* [Try it]:
Scan the entries below, and for each line that includes the word "mini", make a copy.

** Opening Records shown block **

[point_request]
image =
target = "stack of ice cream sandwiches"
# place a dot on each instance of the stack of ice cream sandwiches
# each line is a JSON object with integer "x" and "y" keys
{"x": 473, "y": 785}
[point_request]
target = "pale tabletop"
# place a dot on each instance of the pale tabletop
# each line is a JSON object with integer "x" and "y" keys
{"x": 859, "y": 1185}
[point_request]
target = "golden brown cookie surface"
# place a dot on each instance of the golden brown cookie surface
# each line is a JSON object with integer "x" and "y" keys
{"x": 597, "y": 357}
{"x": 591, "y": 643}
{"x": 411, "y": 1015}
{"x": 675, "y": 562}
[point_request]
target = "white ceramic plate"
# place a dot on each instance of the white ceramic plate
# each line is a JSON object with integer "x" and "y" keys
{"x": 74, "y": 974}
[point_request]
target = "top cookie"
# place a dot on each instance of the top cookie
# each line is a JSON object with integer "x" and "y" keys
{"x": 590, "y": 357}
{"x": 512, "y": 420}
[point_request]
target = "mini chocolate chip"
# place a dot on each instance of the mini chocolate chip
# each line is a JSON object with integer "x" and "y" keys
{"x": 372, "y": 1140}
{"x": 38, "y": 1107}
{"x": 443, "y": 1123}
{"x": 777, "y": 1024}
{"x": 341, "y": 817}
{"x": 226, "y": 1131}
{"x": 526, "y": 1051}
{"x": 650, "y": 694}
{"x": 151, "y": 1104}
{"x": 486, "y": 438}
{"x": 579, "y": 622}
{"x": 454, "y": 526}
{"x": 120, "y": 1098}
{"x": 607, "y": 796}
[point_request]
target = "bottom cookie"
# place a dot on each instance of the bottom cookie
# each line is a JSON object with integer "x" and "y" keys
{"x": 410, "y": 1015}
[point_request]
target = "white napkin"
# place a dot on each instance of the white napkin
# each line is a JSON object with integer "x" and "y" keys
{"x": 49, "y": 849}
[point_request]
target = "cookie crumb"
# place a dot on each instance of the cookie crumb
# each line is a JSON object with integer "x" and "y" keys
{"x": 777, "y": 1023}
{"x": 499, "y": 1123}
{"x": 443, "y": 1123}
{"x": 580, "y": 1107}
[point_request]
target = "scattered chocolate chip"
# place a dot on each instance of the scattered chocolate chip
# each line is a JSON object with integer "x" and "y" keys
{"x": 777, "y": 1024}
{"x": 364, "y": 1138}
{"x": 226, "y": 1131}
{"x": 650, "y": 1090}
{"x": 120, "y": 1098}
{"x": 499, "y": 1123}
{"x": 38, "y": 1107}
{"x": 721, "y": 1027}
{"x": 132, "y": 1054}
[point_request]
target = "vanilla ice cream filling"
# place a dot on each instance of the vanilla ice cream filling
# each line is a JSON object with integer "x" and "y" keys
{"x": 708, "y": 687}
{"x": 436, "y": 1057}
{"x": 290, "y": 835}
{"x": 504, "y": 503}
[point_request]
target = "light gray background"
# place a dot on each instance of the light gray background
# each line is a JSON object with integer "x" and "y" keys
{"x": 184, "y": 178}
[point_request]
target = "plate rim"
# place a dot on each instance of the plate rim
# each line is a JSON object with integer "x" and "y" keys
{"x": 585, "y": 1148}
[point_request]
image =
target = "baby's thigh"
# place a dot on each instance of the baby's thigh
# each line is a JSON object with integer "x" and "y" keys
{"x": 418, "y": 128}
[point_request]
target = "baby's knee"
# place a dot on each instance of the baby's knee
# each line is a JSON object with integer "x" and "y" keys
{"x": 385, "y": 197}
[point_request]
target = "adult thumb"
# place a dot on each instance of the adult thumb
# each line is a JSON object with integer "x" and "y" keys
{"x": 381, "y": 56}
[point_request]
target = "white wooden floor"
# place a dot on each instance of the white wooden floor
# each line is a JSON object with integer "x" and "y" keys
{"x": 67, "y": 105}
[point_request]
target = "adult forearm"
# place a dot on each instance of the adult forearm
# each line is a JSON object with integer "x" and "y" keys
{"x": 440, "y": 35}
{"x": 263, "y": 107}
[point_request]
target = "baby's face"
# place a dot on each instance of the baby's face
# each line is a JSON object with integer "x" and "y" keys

** Closing Records shown block **

* [Task result]:
target = "mini chocolate chip"
# place a dot on each instance of the mini chocolate chip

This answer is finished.